**Exercise instructions**
Write out the data again in full, exactly as it reads.

**Material provided**
----------
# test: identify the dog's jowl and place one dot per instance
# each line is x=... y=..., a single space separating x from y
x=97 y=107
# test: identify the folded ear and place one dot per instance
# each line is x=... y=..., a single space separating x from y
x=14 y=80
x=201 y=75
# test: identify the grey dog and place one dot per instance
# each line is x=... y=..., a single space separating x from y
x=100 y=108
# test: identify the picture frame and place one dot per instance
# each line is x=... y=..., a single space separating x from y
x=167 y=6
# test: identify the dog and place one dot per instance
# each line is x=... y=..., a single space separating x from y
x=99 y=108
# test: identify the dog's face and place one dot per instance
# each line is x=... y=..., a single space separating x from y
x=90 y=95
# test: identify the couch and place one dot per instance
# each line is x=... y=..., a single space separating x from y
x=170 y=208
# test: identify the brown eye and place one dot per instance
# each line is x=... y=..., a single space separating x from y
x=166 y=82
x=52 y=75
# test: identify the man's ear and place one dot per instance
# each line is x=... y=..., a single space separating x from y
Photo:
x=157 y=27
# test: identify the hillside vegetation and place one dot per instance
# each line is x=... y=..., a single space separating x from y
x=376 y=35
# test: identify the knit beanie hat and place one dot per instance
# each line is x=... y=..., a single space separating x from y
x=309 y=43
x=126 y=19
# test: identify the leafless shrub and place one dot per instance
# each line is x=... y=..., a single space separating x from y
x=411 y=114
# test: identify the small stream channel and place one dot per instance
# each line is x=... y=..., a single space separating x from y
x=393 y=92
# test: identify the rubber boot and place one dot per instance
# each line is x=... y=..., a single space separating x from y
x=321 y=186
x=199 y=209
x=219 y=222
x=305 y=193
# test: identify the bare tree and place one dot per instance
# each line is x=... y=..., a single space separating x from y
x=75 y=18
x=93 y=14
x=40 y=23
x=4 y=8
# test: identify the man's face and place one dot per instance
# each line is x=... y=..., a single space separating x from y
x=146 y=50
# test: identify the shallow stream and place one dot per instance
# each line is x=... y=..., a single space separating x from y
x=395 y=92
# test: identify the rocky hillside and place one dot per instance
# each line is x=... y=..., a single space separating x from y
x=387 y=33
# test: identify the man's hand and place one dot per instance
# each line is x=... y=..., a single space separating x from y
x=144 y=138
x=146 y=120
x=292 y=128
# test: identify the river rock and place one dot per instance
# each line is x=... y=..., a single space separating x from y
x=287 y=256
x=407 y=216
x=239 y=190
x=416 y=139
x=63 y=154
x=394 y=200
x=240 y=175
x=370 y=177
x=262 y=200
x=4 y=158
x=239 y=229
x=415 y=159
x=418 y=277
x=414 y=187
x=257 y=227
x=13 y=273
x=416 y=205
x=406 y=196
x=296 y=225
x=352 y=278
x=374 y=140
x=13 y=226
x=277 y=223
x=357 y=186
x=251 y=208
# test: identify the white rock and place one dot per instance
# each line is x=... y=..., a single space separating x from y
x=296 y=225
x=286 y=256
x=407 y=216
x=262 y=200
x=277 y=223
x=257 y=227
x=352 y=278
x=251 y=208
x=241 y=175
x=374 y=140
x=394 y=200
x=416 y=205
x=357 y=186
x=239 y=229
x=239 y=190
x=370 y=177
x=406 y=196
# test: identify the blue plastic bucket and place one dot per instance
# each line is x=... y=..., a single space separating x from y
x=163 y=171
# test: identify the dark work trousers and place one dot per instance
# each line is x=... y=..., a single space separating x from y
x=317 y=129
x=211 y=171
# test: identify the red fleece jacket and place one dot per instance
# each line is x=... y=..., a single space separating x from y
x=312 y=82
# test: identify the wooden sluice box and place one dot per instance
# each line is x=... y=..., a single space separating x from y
----------
**Output below**
# test: identify the dog's jowl and place one dot per instance
# each line is x=... y=..., a single space separating x from y
x=97 y=107
# test: identify the folded ear and place one dot per instance
# each line is x=... y=..., a single space separating x from y
x=14 y=80
x=201 y=75
# test: identify the grey dog and place one dot per instance
# each line is x=... y=..., a single space separating x from y
x=100 y=108
# test: identify the picture frame and place one dot per instance
# each line is x=... y=..., a single space separating x from y
x=167 y=6
# test: identify the dog and place one dot per instance
# each line is x=... y=..., a single space separating x from y
x=99 y=108
# test: identify the dog's face and place one dot per instance
# each line is x=... y=..., a single space separating x from y
x=90 y=95
# test: identify the couch and place one dot per instance
# each line is x=... y=..., a single space separating x from y
x=170 y=208
# test: identify the brown eye and place one dot per instance
# each line is x=... y=..., a single space separating x from y
x=166 y=82
x=52 y=75
# test: identify the man's ear and place one dot per instance
# each line is x=... y=..., a single space separating x from y
Photo:
x=157 y=27
# test: identify the hillside vegetation and place one dot per instance
# each line is x=... y=..., a single space separating x from y
x=376 y=35
# test: identify the knit beanie hat and place one dot per instance
# each line is x=... y=..., a single space separating x from y
x=309 y=43
x=126 y=19
# test: identify the leafless shrub and place one dot per instance
# each line is x=... y=..., a single space separating x from y
x=411 y=114
# test: identify the small stream channel and place one dot per instance
# each line is x=... y=..., a single space separating x from y
x=393 y=92
# test: identify the rubber boot and place one dot per instance
# each line is x=... y=..., a single space separating x from y
x=321 y=186
x=199 y=209
x=219 y=222
x=305 y=193
# test: identify the bare tree and place one dot per instance
# each line is x=... y=..., a single space separating x from y
x=75 y=18
x=93 y=14
x=40 y=23
x=4 y=8
# test: identify the man's face and place one dot per instance
# each line is x=... y=..., a single space separating x from y
x=146 y=50
# test: identify the shallow stream and place one dot per instance
# each line is x=... y=..., a single space separating x from y
x=395 y=92
# test: identify the rocky hillside and place one dot per instance
# each line is x=... y=..., a single space separating x from y
x=387 y=33
# test: identify the man's hand and place one dot per instance
# each line is x=... y=..., a single space separating x from y
x=144 y=138
x=146 y=120
x=292 y=128
# test: identify the river rock and place one dot per instance
# each line is x=... y=..., a single space separating x from y
x=287 y=256
x=407 y=216
x=239 y=190
x=416 y=139
x=63 y=154
x=394 y=200
x=240 y=175
x=370 y=177
x=262 y=200
x=4 y=158
x=239 y=229
x=415 y=159
x=418 y=277
x=414 y=187
x=257 y=227
x=13 y=273
x=416 y=205
x=406 y=196
x=296 y=225
x=352 y=278
x=374 y=140
x=13 y=226
x=277 y=223
x=357 y=186
x=251 y=208
# test: identify the white rock and place one dot per instance
# each line is x=... y=..., a single space separating x from y
x=296 y=225
x=286 y=256
x=407 y=216
x=262 y=200
x=277 y=223
x=257 y=227
x=352 y=278
x=251 y=208
x=241 y=175
x=374 y=140
x=394 y=200
x=416 y=205
x=357 y=186
x=239 y=229
x=239 y=190
x=370 y=177
x=406 y=196
# test: identify the blue plastic bucket and place one dot per instance
# each line is x=... y=..., a single space separating x from y
x=163 y=171
# test: identify the dark work trousers and place one dot per instance
# each line is x=... y=..., a single space separating x from y
x=317 y=129
x=211 y=171
# test: identify the red fleece jacket and place one dot per instance
# each line is x=... y=..., a single space separating x from y
x=312 y=82
# test: identify the wooden sluice box and place one dot per instance
# each line is x=... y=..., a single space separating x from y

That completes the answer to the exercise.